Excerpted records:

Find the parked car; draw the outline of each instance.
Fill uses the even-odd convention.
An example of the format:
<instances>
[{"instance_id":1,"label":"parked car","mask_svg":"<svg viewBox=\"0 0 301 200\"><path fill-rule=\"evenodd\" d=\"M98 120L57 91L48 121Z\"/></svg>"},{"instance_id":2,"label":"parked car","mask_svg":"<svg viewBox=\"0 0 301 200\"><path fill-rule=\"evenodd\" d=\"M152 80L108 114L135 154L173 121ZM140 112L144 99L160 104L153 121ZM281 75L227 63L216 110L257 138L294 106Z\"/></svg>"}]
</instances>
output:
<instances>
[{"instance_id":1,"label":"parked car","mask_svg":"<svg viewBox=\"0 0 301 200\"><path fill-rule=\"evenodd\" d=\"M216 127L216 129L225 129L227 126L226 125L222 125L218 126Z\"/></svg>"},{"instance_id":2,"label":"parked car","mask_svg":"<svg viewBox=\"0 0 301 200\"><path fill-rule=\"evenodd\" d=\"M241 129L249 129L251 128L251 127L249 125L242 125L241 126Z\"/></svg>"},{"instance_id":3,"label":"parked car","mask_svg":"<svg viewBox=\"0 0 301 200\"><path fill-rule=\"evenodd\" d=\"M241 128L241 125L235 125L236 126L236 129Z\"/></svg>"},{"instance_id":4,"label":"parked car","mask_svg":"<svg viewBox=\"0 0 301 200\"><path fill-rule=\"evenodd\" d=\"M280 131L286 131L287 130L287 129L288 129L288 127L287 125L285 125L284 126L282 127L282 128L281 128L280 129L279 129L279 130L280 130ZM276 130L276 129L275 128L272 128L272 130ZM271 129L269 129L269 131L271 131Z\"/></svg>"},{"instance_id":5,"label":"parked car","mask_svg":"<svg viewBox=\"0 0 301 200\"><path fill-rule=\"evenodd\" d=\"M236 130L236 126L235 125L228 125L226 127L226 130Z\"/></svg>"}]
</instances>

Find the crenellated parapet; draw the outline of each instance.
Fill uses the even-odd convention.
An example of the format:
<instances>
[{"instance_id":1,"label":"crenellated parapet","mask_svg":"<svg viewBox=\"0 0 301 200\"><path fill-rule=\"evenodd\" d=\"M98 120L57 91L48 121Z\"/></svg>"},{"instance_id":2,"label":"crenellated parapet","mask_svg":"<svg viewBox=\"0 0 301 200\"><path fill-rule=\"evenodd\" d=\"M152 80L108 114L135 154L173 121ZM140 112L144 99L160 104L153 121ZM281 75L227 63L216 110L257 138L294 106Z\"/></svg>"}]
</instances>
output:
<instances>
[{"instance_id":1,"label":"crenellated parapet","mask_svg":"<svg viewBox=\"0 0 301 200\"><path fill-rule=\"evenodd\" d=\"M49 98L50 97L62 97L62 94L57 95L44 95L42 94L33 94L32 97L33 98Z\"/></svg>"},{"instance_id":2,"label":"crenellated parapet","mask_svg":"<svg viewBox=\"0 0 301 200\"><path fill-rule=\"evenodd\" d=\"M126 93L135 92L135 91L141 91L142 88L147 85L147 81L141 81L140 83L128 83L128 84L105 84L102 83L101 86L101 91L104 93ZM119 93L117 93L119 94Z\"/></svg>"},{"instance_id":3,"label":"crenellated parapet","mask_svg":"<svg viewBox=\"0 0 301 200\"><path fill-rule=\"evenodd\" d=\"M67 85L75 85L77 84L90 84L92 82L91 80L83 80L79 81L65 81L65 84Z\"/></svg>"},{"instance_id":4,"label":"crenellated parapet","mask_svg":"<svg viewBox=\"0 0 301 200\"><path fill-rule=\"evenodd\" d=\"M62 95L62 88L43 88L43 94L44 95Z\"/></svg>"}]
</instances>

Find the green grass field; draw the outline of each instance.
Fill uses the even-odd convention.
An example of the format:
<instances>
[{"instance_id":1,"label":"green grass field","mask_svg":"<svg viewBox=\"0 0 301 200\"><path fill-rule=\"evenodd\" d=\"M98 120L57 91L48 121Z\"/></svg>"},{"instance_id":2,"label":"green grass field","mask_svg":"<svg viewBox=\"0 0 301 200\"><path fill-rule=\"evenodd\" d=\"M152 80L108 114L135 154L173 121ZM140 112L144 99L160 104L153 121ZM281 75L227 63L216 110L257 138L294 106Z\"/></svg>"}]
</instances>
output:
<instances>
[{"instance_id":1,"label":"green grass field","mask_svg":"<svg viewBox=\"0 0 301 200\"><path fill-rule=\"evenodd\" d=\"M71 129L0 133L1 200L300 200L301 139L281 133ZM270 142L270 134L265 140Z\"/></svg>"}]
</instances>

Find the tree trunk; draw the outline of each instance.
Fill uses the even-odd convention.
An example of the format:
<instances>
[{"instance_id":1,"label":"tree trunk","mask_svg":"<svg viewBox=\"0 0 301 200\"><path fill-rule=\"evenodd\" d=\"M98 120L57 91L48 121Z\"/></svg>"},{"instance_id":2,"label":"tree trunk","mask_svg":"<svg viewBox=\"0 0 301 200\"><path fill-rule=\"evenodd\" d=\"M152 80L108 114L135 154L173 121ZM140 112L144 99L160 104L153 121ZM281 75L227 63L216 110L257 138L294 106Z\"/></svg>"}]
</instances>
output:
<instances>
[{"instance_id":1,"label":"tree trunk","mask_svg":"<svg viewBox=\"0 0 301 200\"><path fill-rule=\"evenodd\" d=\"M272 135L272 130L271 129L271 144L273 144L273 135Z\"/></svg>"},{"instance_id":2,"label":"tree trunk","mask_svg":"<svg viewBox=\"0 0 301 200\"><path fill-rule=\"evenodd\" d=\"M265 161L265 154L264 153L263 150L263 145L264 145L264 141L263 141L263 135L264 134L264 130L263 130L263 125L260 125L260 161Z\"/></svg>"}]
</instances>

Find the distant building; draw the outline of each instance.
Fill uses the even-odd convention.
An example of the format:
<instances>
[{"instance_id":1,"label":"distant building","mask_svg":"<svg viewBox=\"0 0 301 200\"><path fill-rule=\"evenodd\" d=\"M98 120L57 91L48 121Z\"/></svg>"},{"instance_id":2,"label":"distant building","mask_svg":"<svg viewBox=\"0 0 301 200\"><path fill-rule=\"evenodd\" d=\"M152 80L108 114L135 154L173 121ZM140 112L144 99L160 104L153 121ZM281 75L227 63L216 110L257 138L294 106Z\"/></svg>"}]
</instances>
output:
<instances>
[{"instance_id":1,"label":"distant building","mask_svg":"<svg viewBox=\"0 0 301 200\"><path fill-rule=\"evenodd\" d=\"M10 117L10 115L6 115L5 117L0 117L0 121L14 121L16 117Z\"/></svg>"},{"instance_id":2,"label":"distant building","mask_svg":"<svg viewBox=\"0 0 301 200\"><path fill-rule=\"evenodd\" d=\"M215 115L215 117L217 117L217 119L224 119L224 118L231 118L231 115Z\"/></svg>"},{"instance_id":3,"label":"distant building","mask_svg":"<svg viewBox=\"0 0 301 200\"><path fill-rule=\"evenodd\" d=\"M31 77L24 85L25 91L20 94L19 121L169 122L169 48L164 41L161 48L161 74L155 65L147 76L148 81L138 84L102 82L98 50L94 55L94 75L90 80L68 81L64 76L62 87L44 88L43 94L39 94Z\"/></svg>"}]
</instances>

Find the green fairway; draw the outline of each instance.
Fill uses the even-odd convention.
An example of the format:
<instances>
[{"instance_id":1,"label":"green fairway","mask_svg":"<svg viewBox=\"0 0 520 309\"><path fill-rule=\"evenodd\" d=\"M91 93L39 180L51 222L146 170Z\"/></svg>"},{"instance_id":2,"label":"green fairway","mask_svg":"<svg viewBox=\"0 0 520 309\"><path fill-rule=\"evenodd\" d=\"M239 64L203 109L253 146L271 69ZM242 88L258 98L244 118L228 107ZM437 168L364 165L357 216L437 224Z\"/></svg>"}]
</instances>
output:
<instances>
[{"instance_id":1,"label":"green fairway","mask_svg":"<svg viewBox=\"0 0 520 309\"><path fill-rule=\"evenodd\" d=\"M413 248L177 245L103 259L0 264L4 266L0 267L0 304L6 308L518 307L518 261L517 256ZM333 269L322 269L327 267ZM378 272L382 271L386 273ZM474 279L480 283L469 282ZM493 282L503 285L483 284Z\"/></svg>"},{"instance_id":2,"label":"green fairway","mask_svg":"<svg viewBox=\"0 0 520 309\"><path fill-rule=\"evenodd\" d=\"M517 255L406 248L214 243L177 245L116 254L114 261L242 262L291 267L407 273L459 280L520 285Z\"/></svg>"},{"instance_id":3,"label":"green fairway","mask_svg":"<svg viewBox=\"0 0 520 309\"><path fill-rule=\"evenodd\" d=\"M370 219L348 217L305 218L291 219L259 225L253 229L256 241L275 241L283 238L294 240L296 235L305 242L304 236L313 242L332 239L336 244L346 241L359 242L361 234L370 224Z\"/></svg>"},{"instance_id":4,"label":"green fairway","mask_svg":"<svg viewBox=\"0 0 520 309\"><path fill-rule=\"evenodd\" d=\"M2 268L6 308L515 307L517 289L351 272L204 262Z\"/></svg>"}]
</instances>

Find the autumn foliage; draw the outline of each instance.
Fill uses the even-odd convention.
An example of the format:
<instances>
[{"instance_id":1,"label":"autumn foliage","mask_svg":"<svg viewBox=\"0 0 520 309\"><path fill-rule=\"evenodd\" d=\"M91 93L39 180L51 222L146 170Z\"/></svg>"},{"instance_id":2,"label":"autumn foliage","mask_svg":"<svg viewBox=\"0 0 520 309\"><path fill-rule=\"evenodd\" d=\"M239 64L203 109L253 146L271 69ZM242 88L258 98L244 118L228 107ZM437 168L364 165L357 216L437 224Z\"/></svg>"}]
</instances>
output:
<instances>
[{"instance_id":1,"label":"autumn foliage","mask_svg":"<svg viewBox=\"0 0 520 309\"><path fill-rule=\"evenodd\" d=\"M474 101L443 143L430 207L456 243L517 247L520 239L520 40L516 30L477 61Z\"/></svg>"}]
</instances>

What you need to do: Convert everything from the line containing "Find the autumn" down to the end of the entries above into a JSON list of strings, one string per line, leaving out blank lines.

Result for this task:
[
  "Find the autumn foliage; draw the outline of each instance.",
  "Fill uses the even-odd convention.",
  "An example of the format:",
  "<instances>",
  "[{\"instance_id\":1,\"label\":\"autumn foliage\",\"mask_svg\":\"<svg viewBox=\\\"0 0 520 309\\\"><path fill-rule=\\\"evenodd\\\" d=\\\"M91 93L39 180L51 222L146 170Z\\\"/></svg>\"},{\"instance_id\":2,\"label\":\"autumn foliage\",\"mask_svg\":\"<svg viewBox=\\\"0 0 520 309\\\"><path fill-rule=\\\"evenodd\\\" d=\\\"M239 64L203 109L253 146L271 69ZM242 88L258 98L244 118L228 107ZM437 168L364 165L357 216L437 224Z\\\"/></svg>\"}]",
  "</instances>",
  "output:",
  "<instances>",
  "[{\"instance_id\":1,\"label\":\"autumn foliage\",\"mask_svg\":\"<svg viewBox=\\\"0 0 520 309\\\"><path fill-rule=\\\"evenodd\\\" d=\\\"M474 101L443 143L430 207L456 243L517 247L520 239L520 40L516 30L477 61Z\\\"/></svg>\"}]",
  "</instances>"
]